WORK ORDER:
Make an exact copy of every entry below, with the pictures left out.

Start of INPUT DATA

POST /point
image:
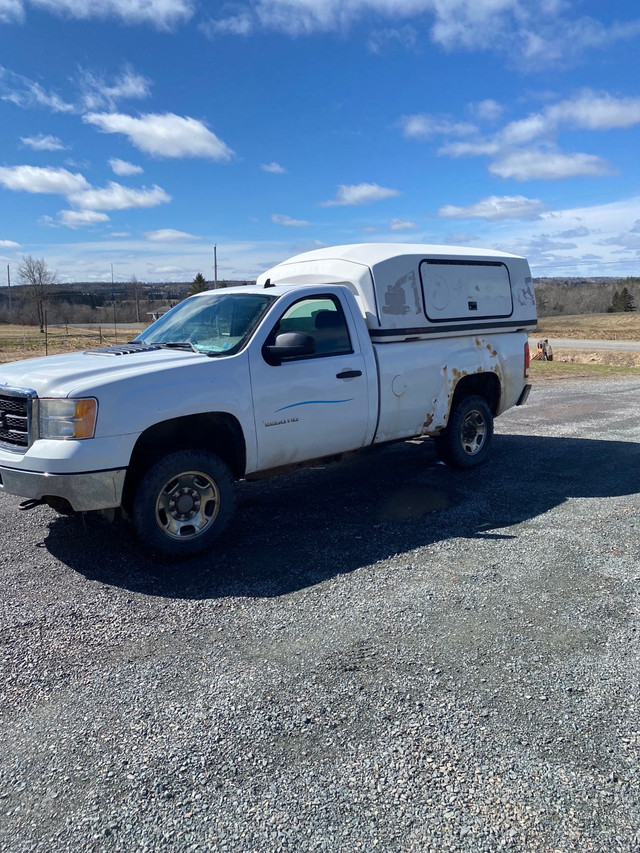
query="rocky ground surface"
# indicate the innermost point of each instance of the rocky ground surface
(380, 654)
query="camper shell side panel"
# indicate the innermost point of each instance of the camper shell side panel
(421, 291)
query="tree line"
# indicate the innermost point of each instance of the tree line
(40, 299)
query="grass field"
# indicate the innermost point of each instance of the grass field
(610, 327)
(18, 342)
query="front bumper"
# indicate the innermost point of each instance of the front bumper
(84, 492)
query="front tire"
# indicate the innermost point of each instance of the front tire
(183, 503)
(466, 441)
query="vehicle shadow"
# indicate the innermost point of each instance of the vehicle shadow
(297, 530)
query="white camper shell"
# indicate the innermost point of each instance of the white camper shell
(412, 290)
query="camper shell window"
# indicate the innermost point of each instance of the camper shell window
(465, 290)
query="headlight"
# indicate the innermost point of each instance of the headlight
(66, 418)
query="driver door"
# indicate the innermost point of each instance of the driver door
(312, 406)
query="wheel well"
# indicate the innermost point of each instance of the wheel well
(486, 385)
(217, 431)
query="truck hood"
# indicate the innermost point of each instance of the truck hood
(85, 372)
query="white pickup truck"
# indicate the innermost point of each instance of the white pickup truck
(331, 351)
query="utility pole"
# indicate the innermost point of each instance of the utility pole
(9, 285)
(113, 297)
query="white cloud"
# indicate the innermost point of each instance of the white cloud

End of INPUT DATA

TASK RESPONSE:
POST /point
image:
query="rocky ground surface"
# indicate the innermost point of each instance of the rocky ground surface
(380, 654)
query="camper shell side panel"
# indicate the innermost point of each instance of the camper shell side panel
(421, 291)
query="tree line"
# indicate the innermost point of each instance of the tree line
(40, 299)
query="grass field"
# indicate the innermost point of each instance of the grass field
(610, 327)
(18, 342)
query="front bumper"
# indicate the innermost point of each instance of the front bumper
(84, 492)
query="front tire"
# indicate the innermost point of each instance of the front tire
(183, 503)
(466, 441)
query="vehicle shadow"
# indicate the innermost point of each instance of the vehicle shadow
(297, 530)
query="white camper shell"
# indicate the innermost point of each instance of the white camper shell
(412, 290)
query="camper shell window"
# indicate the innermost point of each instance of the camper shell window
(465, 290)
query="headlight"
# indicate the innermost point of each instance of the headlight
(66, 418)
query="driver door"
# indicate the innermost point of each instance of the driver door
(312, 406)
query="wheel well"
# indicate the innermost point of each instance of the wheel well
(486, 385)
(217, 431)
query="truck hood"
# indicate the innermost point of each instance of the truck hood
(85, 372)
query="white pickup truck"
# indicate the innermost point of each instance of the white pickup truck
(331, 351)
query="utility pole"
# indicate the innermost point of each instance of the utility pole
(9, 285)
(113, 297)
query="white cloud"
# indicate the innermost point of each instance of the white cloud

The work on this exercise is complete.